- [TRECHO SELECIONADO]

========================================

Em seu apartamento em Paris, Alice Cherki, de 89 anos, revisita antigos documentos de sua juventude, vivida durante a guerra da Argélia (1954 a 1962). “Naquela época, eu já sabia que se tratava de colonialismo”, recorda. Ela conheceu bem Frantz Fanon. Nos anos 1950, trabalhou como médica assistente ao lado dele na clínica psiquiátrica de Blida, na Argélia.

Naquele hospital, Fanon não apenas cuidava dos doentes, mas também usava seu cargo de chefe de departamento para ajudar nacionalistas argelinos. “Recebíamos os feridos, os combatentes que vinham até aqui”, diz Cherki. Fanon teria criado uma clínica de atendimento diurno de fachada dentro do hospital. Na prática, servia para acolher secretamente os feridos e aqueles que precisavam de cuidados para se recuperar.

========================================

- [ENTRADAS EXTRAÍDAS]
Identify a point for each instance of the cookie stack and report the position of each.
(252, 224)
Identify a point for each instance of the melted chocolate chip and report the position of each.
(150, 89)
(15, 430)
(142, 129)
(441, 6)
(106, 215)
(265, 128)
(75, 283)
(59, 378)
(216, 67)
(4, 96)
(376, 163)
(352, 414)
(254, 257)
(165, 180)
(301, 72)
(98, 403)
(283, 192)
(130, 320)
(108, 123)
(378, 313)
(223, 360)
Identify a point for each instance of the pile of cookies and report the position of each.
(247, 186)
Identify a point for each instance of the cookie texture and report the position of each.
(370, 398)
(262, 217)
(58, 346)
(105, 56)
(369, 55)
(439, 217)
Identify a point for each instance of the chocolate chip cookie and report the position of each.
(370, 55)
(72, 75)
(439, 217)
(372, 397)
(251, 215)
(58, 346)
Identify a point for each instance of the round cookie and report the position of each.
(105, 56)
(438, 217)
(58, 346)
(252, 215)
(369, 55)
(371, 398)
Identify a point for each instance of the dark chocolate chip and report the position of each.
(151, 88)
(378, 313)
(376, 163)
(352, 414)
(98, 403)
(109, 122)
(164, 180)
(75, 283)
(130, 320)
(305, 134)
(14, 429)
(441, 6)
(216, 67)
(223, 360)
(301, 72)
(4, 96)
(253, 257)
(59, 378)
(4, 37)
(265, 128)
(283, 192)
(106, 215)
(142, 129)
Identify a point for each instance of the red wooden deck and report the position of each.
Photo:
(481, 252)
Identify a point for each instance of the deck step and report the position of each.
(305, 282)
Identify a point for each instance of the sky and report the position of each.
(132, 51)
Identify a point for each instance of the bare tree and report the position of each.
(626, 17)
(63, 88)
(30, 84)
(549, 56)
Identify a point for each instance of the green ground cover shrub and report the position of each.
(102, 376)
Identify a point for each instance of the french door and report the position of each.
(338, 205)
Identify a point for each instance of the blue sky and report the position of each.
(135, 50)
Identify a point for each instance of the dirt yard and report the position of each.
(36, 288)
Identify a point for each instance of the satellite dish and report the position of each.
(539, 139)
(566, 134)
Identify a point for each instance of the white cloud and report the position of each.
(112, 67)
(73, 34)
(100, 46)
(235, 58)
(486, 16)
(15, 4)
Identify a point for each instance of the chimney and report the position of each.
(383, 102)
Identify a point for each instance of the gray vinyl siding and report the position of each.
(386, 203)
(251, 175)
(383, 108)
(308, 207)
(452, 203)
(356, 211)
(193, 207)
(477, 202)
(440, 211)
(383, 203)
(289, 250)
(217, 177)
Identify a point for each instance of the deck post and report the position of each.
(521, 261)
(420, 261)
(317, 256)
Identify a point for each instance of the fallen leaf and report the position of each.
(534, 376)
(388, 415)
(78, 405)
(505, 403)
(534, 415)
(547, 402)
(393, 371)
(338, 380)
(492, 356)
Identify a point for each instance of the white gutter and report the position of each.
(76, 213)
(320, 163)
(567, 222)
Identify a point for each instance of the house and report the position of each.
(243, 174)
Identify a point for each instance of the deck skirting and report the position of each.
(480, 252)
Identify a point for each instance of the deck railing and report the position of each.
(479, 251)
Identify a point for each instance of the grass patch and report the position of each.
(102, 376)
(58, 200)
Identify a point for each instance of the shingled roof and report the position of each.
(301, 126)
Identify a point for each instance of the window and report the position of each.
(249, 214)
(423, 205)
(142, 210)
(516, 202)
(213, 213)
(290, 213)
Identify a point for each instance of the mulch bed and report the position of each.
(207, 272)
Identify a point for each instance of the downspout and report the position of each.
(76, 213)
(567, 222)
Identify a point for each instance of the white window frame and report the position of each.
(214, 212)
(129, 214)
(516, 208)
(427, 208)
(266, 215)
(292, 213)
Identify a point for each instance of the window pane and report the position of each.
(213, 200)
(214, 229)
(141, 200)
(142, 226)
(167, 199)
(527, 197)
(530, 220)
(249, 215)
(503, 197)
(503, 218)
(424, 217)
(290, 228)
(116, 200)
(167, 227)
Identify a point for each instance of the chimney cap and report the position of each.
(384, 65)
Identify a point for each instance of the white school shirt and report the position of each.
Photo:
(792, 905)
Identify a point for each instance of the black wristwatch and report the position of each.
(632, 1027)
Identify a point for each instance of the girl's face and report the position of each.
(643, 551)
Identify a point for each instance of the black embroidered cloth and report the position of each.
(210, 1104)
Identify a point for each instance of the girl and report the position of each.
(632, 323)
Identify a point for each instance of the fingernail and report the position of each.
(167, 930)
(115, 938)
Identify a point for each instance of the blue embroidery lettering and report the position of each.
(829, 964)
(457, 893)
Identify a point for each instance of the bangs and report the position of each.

========================================

- [INSTRUÇÕES DO EXERCÍCIO]
1. Redigite o trecho sobre Alice Cherki sem alterações, começando em "Naquele hospital, Fanon" e seguindo até "para se recuperar.".
2. Segundo o trecho sobre Alice Cherki, em que localidade da Argélia ficava a clínica psiquiátrica onde ela trabalhou ao lado de Fanon?
As entradas não são necessárias para resolver este exercício.

- [RESPOSTAS ESCRITAS]
1.
Naquele hospital, Fanon não apenas cuidava dos doentes, mas também usava seu cargo de chefe de departamento para ajudar nacionalistas argelinos. “Recebíamos os feridos, os combatentes que vinham até aqui”, diz Cherki. Fanon teria criado uma clínica de atendimento diurno de fachada dentro do hospital. Na prática, servia para acolher secretamente os feridos e aqueles que precisavam de cuidados para se recuperar.

2. Em Blida.